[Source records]
--- --- ---

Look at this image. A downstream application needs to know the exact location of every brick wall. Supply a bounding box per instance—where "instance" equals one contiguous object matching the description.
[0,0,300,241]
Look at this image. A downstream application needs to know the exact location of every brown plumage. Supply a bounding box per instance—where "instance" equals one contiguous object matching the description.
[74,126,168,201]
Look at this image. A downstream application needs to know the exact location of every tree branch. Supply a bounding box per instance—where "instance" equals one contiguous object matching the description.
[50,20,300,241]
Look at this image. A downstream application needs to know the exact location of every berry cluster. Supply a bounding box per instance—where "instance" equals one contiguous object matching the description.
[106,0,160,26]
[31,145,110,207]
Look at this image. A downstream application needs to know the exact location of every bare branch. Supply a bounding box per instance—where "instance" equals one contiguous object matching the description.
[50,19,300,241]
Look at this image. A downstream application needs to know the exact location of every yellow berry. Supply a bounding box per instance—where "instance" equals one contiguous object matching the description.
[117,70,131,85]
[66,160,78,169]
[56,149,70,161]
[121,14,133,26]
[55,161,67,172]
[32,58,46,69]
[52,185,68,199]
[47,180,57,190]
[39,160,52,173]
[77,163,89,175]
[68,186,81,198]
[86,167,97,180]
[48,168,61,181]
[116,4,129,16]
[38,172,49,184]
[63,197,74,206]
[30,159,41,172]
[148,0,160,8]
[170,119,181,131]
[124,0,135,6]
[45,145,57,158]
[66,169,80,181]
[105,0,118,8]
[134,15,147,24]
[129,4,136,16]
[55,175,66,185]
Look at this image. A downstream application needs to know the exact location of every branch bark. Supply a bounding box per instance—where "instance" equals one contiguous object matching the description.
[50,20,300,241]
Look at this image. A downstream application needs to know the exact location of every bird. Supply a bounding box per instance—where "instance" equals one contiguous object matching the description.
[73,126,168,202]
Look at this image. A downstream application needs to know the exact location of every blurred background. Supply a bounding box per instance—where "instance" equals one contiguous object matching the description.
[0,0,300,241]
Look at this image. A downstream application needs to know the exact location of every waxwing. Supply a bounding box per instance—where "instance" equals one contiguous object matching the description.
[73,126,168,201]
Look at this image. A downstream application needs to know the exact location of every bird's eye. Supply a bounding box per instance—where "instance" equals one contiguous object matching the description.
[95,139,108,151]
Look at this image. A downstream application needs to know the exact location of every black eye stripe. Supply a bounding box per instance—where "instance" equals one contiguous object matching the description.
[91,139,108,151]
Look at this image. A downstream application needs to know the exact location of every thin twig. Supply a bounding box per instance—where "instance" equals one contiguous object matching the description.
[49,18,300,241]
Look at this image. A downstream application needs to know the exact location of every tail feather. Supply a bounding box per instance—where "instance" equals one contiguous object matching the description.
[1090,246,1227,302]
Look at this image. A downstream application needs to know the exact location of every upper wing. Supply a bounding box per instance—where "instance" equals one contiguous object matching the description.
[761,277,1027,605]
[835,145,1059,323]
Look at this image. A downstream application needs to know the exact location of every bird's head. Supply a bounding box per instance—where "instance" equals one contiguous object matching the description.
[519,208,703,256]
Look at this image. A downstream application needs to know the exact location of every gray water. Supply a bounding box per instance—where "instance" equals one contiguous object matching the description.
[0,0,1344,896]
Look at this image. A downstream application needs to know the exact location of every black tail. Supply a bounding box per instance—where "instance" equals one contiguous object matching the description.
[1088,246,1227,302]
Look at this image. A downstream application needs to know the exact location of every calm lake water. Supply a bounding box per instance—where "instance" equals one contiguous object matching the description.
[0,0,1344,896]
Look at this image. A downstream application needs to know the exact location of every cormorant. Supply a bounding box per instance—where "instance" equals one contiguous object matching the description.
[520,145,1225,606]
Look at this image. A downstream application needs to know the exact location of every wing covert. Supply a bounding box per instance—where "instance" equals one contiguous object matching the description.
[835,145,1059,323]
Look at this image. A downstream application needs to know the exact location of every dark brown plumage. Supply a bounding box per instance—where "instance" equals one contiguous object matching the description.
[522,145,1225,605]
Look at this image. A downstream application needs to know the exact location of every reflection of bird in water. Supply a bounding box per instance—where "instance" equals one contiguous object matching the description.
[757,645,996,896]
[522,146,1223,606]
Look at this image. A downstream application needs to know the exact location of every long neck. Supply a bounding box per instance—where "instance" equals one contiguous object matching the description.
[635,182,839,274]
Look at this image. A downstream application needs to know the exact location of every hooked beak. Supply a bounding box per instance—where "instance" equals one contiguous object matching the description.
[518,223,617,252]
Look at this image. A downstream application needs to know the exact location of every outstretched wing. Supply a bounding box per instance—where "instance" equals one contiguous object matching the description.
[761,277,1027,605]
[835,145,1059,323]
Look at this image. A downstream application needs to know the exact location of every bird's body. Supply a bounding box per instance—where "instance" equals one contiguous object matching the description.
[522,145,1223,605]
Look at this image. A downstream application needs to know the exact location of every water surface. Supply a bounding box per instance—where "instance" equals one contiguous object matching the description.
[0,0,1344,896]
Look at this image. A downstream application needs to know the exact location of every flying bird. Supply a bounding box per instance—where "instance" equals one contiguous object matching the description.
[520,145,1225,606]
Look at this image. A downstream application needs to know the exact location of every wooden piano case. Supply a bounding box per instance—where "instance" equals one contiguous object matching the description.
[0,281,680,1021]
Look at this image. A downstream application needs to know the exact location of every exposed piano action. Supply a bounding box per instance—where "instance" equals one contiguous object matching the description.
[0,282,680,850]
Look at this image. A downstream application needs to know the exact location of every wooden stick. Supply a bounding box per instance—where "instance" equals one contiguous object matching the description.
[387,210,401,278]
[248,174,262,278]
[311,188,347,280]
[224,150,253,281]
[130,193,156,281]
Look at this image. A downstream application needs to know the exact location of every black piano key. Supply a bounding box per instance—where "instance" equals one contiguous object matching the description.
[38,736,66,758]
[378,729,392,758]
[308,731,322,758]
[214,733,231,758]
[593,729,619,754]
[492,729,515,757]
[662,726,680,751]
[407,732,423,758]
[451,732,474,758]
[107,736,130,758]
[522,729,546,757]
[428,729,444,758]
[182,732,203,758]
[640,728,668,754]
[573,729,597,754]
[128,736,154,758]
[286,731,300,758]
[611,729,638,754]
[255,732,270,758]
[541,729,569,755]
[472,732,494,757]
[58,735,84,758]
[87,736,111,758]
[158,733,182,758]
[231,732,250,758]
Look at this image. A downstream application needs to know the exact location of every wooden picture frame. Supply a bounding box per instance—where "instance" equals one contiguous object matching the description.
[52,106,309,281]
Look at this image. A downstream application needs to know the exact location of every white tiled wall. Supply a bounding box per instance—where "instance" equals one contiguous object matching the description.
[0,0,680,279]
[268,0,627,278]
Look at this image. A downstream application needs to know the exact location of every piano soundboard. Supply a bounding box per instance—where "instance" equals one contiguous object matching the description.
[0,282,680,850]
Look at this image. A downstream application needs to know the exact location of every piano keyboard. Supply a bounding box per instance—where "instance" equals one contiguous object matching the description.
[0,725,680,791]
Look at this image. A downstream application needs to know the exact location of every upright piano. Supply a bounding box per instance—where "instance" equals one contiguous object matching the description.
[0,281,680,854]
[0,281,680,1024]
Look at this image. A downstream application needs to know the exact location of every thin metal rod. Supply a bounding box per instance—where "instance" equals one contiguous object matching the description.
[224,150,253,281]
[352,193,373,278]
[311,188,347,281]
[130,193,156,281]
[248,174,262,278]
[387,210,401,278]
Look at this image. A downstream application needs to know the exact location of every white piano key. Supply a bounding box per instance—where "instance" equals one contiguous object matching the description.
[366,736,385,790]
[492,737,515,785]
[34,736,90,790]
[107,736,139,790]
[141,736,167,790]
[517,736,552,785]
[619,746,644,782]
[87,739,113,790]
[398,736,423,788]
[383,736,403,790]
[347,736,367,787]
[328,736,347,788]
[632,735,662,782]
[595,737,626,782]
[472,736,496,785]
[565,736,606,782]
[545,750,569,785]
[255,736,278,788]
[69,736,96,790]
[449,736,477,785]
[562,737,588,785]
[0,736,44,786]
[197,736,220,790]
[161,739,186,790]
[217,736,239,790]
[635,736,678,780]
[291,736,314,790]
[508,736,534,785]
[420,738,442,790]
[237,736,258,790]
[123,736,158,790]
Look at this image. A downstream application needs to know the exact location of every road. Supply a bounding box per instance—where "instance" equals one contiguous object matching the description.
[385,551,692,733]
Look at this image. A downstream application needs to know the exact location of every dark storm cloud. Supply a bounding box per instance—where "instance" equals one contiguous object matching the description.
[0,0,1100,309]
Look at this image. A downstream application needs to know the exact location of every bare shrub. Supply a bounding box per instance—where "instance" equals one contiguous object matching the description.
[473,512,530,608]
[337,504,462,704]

--- --- ---

The task:
Copy everything in the data above from the line containing "of every tail" down to the line containing "[519,208,703,256]", keeping both of those lines and changing nothing.

Exercise solution:
Look at this image. A downstream application needs to know the exact location of every tail feather. Supply a bounding box per instance—where "instance" equals one contiguous object matching the description.
[1090,246,1227,302]
Look at this image. A downstream application needs to know the exact location of every upper wing. Supply a bounding box per instance—where "instance" equals one contiguous object matching the description.
[761,277,1027,605]
[835,145,1059,323]
Look at this image. A downstream application needs to know the exact location of every bird's head. Supply a bounding box per instance—where "instance" equals one contiguous object matching the description.
[519,208,703,256]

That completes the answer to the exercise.